:: INFORMATION PROVIDED ::
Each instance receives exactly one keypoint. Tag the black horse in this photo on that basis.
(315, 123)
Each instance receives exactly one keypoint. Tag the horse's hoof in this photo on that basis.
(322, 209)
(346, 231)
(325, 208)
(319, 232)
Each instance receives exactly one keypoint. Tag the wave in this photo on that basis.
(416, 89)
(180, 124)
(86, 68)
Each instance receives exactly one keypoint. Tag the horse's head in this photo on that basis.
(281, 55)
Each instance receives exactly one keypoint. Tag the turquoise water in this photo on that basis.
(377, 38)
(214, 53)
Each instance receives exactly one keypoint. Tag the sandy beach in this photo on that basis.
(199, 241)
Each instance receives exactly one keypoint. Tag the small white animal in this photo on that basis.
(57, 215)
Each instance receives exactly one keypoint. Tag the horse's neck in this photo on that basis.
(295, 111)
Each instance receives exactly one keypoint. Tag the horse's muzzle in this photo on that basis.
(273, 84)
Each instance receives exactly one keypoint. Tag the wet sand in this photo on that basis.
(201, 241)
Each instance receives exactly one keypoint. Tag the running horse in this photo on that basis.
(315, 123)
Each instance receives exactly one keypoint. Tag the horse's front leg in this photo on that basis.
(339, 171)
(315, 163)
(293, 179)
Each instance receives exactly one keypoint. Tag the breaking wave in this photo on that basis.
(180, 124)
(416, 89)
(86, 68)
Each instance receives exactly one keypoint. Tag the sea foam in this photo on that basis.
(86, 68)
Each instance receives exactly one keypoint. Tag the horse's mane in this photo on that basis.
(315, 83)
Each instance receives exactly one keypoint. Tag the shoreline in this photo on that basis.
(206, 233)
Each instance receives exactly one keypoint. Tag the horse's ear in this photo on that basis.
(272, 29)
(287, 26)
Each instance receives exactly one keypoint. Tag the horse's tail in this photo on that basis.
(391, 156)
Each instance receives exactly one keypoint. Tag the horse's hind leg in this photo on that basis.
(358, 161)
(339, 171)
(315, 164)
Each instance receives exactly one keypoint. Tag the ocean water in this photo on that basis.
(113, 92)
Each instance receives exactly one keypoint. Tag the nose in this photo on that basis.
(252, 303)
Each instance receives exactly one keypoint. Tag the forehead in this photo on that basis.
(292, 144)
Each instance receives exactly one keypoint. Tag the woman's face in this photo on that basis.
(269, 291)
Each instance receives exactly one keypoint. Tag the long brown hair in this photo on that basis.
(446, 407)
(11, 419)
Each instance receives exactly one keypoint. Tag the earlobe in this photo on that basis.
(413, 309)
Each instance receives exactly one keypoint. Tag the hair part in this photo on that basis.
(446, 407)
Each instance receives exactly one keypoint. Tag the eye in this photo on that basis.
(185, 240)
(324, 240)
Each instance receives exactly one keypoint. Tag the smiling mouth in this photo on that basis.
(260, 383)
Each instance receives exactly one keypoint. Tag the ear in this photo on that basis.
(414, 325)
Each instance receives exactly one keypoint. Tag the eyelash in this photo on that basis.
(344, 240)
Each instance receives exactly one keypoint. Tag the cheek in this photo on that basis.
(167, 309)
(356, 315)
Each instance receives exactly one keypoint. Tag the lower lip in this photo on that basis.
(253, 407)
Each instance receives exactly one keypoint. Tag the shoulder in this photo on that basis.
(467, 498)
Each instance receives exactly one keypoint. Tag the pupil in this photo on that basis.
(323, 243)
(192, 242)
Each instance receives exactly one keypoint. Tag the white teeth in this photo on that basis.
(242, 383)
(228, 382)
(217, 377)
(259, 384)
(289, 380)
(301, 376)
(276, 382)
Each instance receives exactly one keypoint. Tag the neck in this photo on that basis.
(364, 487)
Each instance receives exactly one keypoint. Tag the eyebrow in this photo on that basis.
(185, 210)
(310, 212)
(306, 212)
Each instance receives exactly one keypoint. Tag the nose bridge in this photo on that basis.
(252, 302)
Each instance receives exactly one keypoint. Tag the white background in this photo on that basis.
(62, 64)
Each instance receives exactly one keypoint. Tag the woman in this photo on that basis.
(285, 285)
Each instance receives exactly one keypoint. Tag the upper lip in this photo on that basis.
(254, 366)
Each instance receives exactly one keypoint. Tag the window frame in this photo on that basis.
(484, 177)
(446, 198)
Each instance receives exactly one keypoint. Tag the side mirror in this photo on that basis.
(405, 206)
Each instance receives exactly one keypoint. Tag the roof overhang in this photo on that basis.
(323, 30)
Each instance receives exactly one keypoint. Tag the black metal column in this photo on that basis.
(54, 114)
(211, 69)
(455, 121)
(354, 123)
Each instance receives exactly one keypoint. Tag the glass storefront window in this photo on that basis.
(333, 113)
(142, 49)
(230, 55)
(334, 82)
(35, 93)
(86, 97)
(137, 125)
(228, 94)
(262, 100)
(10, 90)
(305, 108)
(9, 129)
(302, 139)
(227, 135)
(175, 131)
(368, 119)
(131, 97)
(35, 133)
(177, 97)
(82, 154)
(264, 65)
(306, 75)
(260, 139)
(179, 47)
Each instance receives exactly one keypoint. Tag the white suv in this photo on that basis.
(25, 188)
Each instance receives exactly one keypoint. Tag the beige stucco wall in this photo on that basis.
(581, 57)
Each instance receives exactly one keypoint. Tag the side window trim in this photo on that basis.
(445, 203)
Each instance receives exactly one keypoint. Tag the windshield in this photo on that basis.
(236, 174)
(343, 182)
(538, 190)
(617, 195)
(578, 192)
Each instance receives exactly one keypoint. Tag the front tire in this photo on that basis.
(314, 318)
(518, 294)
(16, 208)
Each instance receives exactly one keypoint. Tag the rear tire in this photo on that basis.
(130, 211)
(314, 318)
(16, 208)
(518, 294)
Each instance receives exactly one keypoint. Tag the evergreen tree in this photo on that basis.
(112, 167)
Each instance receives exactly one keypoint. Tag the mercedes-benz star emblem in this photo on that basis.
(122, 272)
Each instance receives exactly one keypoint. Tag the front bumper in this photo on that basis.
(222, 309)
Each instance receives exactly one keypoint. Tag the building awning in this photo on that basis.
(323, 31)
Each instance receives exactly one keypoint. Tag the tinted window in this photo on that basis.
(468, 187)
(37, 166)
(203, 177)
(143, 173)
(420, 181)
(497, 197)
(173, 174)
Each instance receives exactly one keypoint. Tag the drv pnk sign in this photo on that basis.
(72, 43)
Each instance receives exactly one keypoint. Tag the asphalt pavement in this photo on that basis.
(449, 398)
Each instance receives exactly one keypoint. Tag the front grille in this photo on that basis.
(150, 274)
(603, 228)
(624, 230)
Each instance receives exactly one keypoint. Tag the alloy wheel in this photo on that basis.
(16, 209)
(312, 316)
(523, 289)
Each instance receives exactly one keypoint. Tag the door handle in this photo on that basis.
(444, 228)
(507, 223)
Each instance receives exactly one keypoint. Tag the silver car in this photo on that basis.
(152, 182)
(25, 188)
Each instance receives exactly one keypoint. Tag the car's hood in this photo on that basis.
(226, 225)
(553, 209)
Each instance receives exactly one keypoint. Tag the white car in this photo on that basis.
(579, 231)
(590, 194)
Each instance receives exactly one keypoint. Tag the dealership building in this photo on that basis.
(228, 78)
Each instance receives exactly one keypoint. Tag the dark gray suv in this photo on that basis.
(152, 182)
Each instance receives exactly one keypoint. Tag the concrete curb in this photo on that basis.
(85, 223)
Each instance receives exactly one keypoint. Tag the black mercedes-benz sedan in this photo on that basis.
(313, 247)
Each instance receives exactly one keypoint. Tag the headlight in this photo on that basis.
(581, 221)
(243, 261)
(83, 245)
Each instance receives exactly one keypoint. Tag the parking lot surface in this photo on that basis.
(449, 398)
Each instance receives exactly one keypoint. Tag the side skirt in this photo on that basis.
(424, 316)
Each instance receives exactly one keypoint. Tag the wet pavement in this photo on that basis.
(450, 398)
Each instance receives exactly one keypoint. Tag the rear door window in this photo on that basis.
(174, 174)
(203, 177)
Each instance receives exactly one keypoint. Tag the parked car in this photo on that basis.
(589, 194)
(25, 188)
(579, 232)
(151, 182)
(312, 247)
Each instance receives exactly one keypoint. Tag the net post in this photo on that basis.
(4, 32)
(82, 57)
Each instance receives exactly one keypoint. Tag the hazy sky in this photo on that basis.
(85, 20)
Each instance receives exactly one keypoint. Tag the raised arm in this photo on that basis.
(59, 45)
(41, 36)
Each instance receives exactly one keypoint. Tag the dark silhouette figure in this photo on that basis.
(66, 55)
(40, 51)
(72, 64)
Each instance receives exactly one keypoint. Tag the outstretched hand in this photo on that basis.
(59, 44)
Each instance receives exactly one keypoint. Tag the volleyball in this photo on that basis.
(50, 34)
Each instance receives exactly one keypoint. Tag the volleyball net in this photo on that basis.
:::
Reproduce only the lines running from the one with "figure in this photo on that basis." through the final line of the listing above, both ends included.

Each instance receives exactly one keypoint. Tag the dark silhouette figure in this photo on that basis.
(66, 55)
(40, 51)
(72, 64)
Each instance receives exactly one keypoint. Tag the outstretched hand in this photo on that basis.
(59, 44)
Each instance receives exactly one keypoint. Tag the volleyball in this photo on that basis.
(50, 34)
Each instance receives exactly one keypoint. Tag the volleyball net in this photo on that basis.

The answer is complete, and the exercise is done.